* **RECORDED DATA**:
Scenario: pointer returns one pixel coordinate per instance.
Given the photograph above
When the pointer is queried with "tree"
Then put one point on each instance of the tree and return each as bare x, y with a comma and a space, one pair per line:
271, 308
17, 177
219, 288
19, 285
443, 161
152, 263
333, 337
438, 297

* **WHAT THIS TASK INVOLVES**:
Nothing before the line containing "Given the photograph above" should be repeated; repeat that line and all later lines through the end of the data above, exactly.

* **TASK SOLUTION**:
Given the photograph above
When the pointer is queried with "tree"
Then put one point on each instance of the tree and return each as bare x, y with a comma and a space, one pair per line:
271, 308
17, 177
219, 288
19, 285
443, 161
152, 263
333, 337
438, 297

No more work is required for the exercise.